### [Directions]
- a) Name every country mentioned in the story of Uliana and Alina.
- b) In the story of Uliana and Alina, write out the passage starting with "Their families in" and going on through "community in Ireland.", swapping "wedding" for "marriage ceremony".

### [Selected text]
□ □ □
Uliana and Alina are two women from Ukraine who have been a couple for over a decade, but they had to keep their relationship a secret until they fled war and moved to Ireland last year. This St Patrick’s Day marks one year since they landed safely on the Emerald Isle, and we are delighted that they wanted to share their story with GCN.
The pair met online through a dating website called Mamba while they were living in their home nation. They exchanged messages and went out for tea, chatting effortlessly for hours. After that initial meeting, they continued to meet up again and again, dating privately and pretending to be friends. They were able to live together in Kyiv, the capital city of Ukraine, but they couldn’t tell anyone that they were a couple. They said, “To everyone else, we were sisters, we were friends. For ten years!”
When Russia invaded Ukraine in February last year, the couple made the decision to move away. It was very difficult to leave their families behind, as they decided to remain in Ukraine, but living in Ireland allowed them to get married in November 2022, something they had previously only dreamed of.
Their families in Ukraine know they are together in Ireland and probably assume that they are a couple, but they never speak about it. For now, their wedding remains a secret, but the pair hopes that after the war, they can return home and share the news of their marriage. GCN spoke with the couple to hear more about their story of leaving Ukraine, and their experience of finding community in Ireland.
□ □ □
### [Provided data]
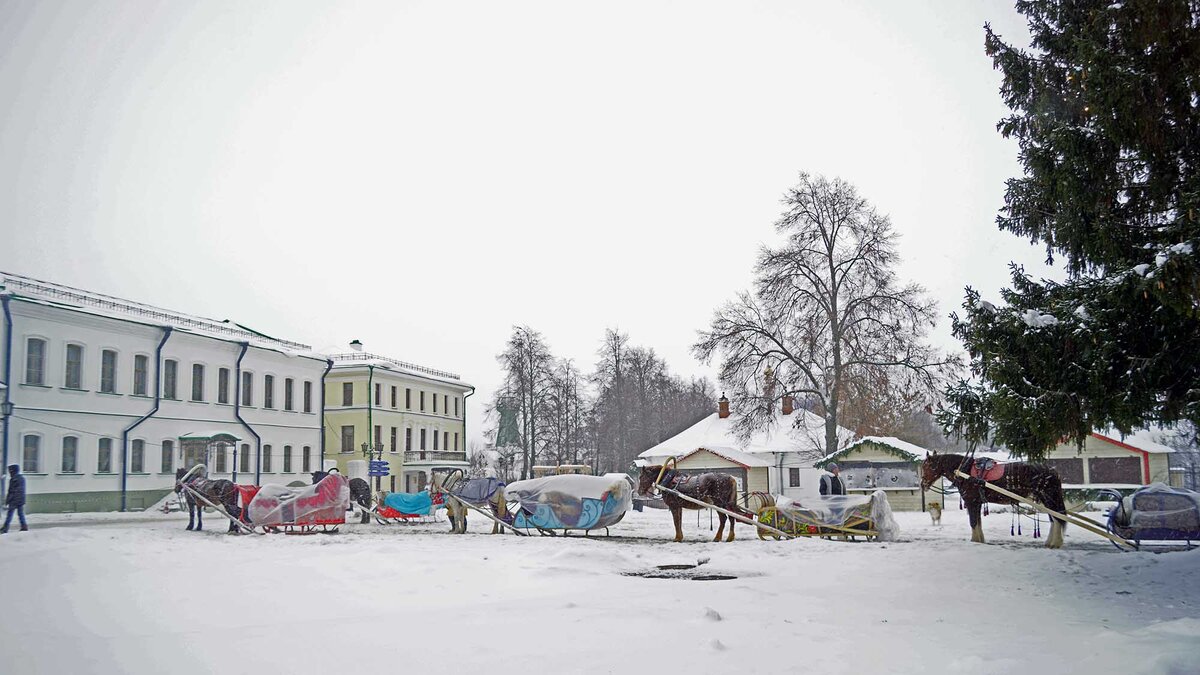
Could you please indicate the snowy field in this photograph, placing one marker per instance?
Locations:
(138, 593)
□ □ □
### [Results in order]
- a) Ukraine, Ireland, Russia

- b)
Their families in Ukraine know they are together in Ireland and probably assume that they are a couple, but they never speak about it. For now, their marriage ceremony remains a secret, but the pair hopes that after the war, they can return home and share the news of their marriage. GCN spoke with the couple to hear more about their story of leaving Ukraine, and their experience of finding community in Ireland.